What is being asked: From the entries below, work out how many lines contain the string "canopy"; answer with the number alone.

Data to use:
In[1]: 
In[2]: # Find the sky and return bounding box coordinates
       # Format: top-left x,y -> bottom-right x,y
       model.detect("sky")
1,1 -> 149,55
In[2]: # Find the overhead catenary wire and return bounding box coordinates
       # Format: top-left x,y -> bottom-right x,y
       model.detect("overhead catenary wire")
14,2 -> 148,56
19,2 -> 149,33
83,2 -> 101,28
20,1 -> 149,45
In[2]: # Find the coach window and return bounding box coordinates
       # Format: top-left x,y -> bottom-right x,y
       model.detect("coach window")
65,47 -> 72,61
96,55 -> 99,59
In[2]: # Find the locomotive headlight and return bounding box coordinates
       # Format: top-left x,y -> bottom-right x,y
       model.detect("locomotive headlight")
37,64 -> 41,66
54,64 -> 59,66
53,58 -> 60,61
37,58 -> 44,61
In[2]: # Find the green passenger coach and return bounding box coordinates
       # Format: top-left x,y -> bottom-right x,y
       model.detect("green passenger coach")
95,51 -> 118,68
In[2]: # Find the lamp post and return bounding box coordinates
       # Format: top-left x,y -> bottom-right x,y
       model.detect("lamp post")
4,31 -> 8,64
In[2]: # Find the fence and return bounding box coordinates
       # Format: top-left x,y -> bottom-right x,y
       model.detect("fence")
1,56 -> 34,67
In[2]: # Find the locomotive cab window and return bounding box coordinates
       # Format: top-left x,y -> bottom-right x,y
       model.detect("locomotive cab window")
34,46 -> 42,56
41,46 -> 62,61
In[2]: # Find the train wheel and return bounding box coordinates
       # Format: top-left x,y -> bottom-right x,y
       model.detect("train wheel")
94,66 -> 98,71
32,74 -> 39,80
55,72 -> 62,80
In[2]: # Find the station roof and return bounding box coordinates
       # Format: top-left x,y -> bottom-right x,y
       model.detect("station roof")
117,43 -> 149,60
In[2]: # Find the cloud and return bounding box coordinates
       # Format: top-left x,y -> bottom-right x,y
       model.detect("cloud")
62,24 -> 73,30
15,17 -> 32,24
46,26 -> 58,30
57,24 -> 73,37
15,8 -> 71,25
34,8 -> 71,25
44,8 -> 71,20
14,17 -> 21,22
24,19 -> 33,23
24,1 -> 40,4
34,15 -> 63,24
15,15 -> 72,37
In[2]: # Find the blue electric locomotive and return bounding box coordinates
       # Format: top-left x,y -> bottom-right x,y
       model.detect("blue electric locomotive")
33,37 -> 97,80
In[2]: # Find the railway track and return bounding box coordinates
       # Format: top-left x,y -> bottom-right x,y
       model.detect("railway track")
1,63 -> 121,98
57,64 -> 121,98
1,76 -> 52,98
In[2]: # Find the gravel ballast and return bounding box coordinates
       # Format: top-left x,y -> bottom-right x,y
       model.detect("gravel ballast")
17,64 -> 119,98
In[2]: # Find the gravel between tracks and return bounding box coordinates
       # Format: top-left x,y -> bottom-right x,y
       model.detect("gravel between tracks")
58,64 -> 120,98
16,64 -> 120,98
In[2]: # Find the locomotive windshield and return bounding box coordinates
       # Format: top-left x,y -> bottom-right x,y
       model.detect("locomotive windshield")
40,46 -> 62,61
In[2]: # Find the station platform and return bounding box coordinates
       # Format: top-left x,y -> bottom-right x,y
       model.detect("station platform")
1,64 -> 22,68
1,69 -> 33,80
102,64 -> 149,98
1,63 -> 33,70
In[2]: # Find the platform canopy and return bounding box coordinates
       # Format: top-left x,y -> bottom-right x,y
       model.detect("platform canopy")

Response box: 2